--- Article ---
Under a cloudless blue sky at an outdoor waterfront rally of 30,000 people in Marseille on Sunday, Jean-Luc Melenchon showed why his rise in French polls is spooking markets.
Speaking without a teleprompter or notes and using his trademark mix of humor and anger, the Communist-backed far-left candidate of the France Unbowed party regaled the gathering with the evils of “extreme markets that are transforming suffering, misery and abandonment into gold and money.” He alluded to France as a country “with huge wealth that is badly distributed,” denounced the U.S. air strikes in Syria and called for France to leave NATO.
“A new enthusiasm is now stirring our fervor,” the firebrand orator, famed for his lyrical discourse, told the enthralled crowd. They cheered and egged him on, screaming “Resistance,” as he sprinkled his speech with references to ancient Greece, the Renaissance and revolution.
Speeches like those have catapulted the 65-year-old fan of former Venezuelan leader Hugo Chavez and Cuba’s Fidel Castro closer than he’s ever been to the French presidency. Polls show that Melenchon is among four candidates now within striking distance of the second round of the French election, with a chance to gain enough votes on April 23 to make the runoff. With his plan to spend his way out of France’s economic woes, he is roiling markets.
The premium that France pays over Germany to borrow for 10 years rose to 75 basis points on Tuesday from less than 60 points in late March. Melenchon’s surge in popularity “is bad news for French bonds,” Aline Schuiling and Kim Lui, analysts at ABN Amro, said in a note to clients.
A Kantar Sofres poll over the weekend had Melenchon in third place with 18 percent, a point ahead of one-time front-runner Francois Fillon. The poll showed nationalist Marine Le Pen and centrist Emmanuel Macron tied at 24 percent ahead of the first round of voting, with Macron easily winning the May 7 runoff. Other polls put Melenchon level or just behind Fillon, but even that’s a major rise in the past few weeks. The Ifop daily poll April 7 had Melenchon at 17 percent, up from 10.5 percent on March 17.
---
## What needs to be done
In the article on Jean-Luc Melenchon's campaign, what share of support did the Kantar Sofres poll over the weekend give Melenchon, and in what place did it rank him? The data is not required.
--- Record extracts ---
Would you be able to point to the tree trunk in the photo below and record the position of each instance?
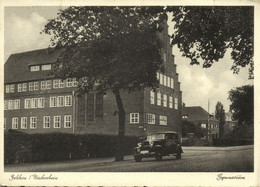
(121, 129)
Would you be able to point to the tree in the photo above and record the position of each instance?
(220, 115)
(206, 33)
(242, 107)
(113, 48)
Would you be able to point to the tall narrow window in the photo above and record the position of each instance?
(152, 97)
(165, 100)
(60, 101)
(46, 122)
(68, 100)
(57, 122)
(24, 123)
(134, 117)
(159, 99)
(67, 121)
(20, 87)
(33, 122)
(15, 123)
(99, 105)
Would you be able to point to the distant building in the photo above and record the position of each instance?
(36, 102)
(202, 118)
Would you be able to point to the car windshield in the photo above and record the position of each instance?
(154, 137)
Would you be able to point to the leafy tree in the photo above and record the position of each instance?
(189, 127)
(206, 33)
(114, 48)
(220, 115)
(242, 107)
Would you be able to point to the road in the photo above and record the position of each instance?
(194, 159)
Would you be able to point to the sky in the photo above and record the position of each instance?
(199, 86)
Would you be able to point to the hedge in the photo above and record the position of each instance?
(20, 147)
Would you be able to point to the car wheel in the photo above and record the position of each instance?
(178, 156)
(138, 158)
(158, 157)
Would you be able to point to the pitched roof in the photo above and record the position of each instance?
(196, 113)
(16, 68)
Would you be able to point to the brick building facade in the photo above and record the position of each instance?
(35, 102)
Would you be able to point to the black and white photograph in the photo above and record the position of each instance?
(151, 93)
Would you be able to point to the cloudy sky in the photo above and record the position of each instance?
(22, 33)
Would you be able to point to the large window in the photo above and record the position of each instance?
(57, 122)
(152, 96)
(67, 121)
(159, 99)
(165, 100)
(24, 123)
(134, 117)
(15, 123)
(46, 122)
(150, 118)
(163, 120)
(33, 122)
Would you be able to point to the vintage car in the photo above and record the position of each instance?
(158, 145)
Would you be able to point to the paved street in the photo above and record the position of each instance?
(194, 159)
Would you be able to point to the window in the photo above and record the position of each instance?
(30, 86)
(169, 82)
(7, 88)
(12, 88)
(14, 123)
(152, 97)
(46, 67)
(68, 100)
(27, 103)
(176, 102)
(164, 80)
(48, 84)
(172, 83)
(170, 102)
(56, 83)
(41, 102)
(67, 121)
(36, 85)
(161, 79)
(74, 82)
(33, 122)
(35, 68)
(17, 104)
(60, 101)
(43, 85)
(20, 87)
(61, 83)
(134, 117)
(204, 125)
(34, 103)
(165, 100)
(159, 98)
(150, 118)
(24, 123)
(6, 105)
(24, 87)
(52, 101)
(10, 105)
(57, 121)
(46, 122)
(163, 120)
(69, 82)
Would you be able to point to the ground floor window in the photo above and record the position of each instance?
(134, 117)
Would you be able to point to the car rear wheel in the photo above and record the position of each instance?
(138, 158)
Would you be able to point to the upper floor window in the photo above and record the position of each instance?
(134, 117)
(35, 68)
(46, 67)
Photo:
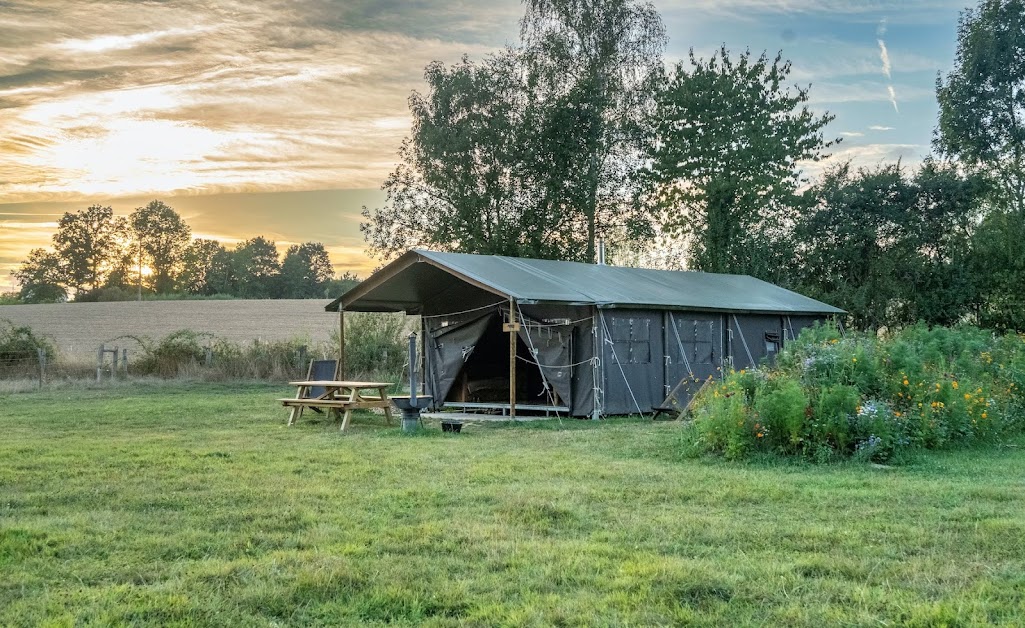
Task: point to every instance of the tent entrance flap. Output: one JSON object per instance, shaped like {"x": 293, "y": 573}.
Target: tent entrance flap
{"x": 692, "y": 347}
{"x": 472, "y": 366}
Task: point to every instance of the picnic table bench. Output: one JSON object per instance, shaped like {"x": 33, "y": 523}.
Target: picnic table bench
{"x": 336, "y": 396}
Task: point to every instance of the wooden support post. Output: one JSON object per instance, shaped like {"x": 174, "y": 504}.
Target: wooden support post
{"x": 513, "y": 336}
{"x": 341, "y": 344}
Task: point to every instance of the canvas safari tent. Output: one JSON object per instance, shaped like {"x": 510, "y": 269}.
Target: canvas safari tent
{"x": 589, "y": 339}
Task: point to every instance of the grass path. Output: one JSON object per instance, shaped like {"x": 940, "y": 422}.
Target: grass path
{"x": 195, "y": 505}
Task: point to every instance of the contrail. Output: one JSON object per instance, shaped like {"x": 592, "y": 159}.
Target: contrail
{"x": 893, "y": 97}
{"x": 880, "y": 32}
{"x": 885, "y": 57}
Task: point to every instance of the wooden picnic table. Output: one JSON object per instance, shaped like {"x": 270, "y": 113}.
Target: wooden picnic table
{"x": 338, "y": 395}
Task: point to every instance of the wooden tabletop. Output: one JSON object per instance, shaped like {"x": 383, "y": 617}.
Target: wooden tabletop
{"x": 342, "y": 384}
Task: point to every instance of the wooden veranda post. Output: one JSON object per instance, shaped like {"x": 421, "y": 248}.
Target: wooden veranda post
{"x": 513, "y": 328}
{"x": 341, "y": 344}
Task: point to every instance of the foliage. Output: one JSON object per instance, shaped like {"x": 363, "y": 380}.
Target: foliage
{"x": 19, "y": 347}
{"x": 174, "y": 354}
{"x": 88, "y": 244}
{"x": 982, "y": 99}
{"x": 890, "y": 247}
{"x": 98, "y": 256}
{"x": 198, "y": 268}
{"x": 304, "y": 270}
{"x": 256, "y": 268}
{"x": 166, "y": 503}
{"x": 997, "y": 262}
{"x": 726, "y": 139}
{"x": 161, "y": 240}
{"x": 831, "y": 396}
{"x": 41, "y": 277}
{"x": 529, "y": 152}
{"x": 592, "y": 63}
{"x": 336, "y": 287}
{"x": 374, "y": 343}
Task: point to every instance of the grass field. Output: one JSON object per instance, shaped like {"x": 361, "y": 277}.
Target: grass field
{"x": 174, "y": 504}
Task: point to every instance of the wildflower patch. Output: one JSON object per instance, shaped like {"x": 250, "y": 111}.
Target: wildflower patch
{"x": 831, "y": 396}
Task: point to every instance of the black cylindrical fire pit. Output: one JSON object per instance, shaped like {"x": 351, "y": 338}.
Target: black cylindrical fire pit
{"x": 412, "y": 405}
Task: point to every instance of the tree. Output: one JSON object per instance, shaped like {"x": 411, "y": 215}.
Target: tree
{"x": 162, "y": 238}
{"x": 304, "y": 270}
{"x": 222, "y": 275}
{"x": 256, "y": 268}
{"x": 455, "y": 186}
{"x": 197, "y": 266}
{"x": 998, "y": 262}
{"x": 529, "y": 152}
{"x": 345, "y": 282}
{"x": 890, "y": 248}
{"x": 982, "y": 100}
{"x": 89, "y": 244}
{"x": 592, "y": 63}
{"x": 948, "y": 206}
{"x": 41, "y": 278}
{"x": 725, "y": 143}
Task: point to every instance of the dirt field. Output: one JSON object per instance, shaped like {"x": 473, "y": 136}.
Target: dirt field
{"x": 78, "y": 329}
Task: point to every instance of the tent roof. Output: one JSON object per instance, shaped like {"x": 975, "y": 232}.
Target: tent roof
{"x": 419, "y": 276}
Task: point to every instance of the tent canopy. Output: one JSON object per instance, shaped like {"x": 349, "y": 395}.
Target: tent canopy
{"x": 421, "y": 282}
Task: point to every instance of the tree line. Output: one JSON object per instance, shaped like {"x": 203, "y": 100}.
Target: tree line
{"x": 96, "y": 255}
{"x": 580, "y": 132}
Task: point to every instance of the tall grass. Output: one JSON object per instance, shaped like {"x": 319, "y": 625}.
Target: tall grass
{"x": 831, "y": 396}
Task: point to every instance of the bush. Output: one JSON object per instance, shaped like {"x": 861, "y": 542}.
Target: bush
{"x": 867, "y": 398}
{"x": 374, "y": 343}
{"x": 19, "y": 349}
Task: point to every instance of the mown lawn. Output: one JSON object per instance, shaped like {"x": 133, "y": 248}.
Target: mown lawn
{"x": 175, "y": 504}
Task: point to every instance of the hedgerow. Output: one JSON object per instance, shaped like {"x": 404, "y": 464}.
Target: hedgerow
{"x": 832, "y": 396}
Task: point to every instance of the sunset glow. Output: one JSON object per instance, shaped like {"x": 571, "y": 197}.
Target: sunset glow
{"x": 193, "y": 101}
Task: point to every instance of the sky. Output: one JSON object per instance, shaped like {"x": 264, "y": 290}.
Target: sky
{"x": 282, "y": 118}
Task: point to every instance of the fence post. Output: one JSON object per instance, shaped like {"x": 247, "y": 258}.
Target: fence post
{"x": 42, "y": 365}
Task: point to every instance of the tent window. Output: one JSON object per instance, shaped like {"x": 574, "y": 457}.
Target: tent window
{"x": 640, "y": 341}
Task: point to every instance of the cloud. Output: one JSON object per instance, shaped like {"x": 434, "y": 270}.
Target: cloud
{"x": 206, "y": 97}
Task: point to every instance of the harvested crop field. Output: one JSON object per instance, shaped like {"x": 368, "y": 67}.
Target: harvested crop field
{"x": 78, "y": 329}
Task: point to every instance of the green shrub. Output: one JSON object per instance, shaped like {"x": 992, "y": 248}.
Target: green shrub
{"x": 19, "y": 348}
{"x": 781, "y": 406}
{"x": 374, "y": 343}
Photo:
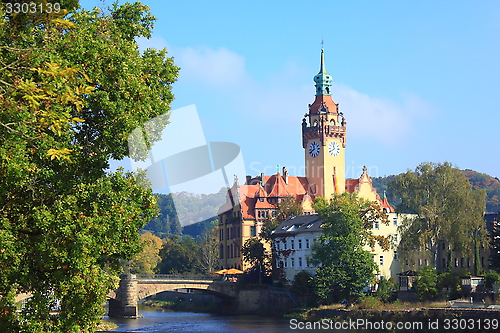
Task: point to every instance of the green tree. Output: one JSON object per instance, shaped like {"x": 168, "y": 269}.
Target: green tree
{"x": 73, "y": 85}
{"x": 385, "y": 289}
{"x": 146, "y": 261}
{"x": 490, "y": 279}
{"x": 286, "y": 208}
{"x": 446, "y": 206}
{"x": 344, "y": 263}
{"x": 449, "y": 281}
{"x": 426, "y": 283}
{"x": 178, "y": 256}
---
## Finished exercise
It gave him 18 percent, which put him in third place.